Your task -> List every line of the records below that contains the word "plastic", treating uppercase and lowercase as different.

Data for processing ->
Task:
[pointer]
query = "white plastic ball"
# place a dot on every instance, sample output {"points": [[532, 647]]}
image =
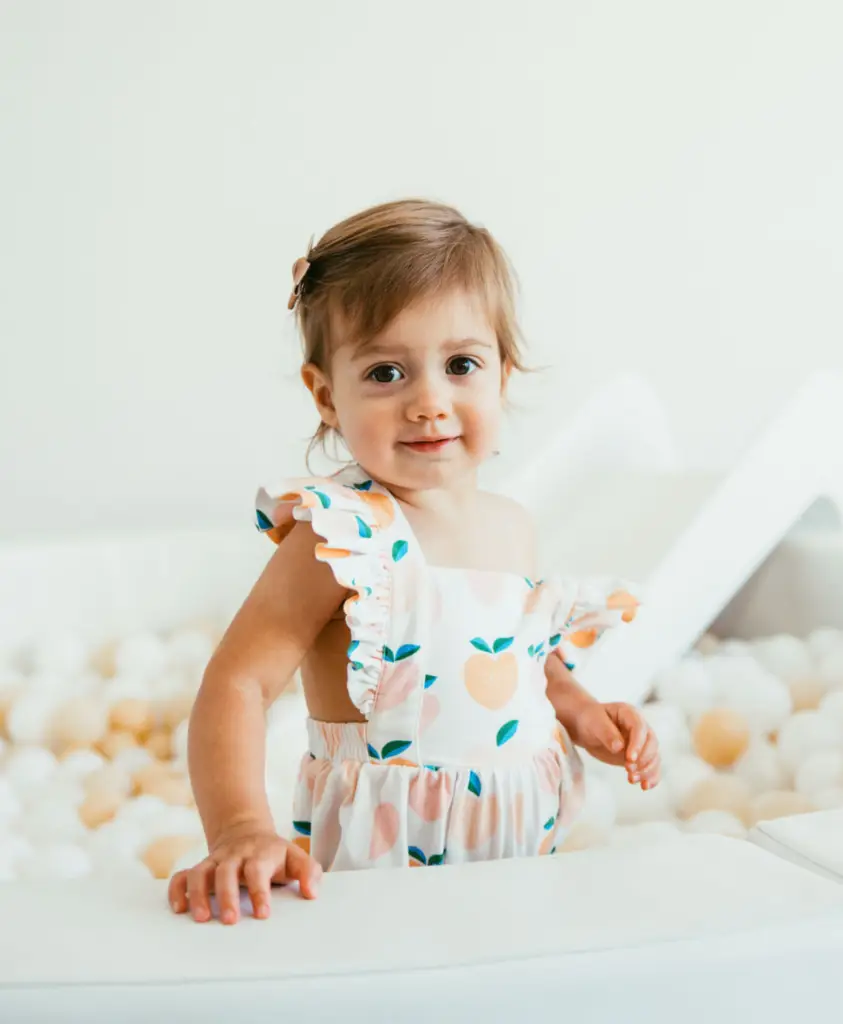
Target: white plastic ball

* * *

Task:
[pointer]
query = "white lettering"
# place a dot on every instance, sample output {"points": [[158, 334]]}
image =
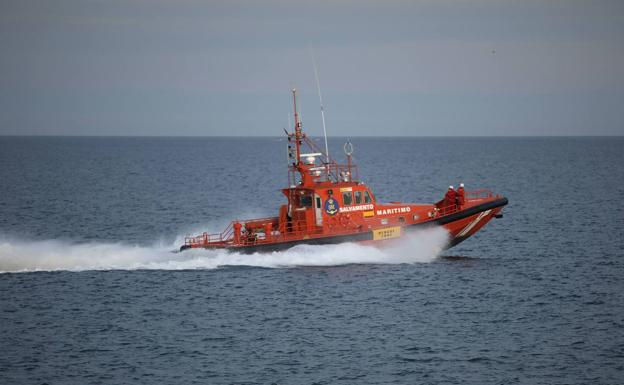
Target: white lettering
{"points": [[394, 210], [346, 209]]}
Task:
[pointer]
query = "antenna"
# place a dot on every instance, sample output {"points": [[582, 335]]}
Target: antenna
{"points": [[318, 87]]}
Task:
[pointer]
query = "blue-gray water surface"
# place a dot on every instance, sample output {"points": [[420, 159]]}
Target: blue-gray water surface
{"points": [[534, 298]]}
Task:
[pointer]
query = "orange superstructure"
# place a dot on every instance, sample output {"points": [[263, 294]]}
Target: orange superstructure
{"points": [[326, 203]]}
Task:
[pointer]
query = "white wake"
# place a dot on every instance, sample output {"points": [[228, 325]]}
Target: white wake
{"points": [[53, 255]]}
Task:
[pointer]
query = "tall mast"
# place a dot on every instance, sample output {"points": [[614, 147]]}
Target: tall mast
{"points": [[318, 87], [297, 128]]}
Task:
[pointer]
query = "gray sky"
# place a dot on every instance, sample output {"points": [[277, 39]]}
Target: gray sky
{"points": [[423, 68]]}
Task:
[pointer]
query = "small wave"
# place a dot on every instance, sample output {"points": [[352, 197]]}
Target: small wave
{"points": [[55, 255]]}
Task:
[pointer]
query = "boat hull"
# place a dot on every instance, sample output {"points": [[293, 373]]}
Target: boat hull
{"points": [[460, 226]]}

* * *

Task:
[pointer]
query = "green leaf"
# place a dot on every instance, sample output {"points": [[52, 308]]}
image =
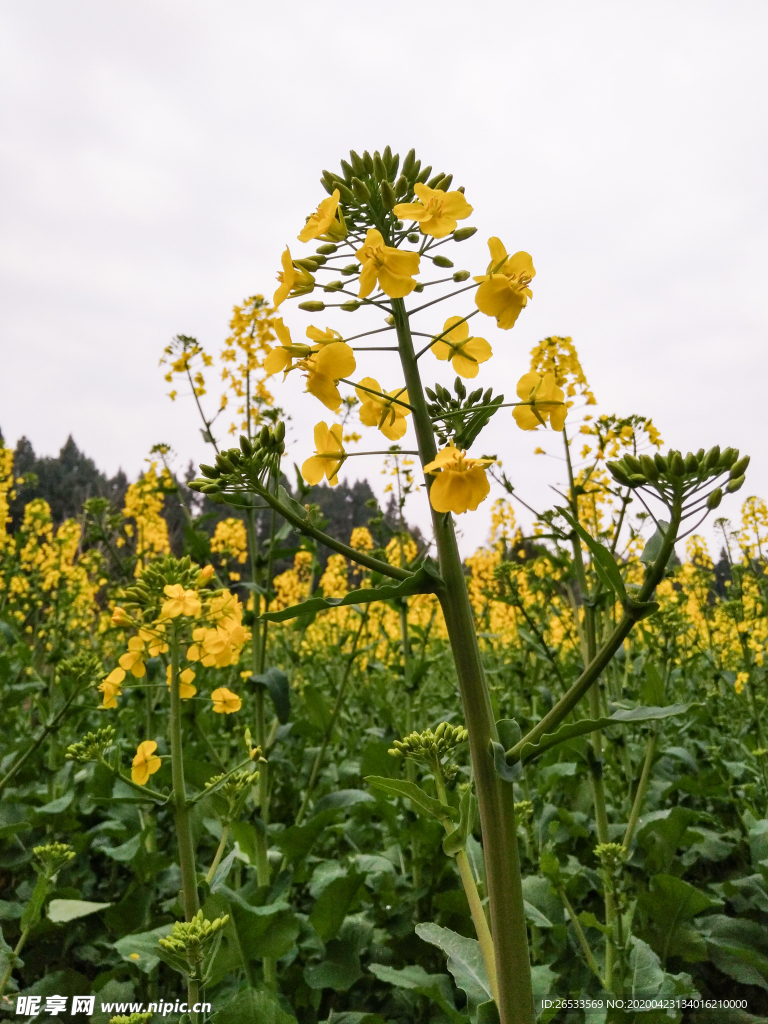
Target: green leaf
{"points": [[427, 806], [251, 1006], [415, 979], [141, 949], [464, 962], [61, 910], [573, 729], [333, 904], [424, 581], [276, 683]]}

Expected output ->
query = "white plastic ball"
Target: white plastic ball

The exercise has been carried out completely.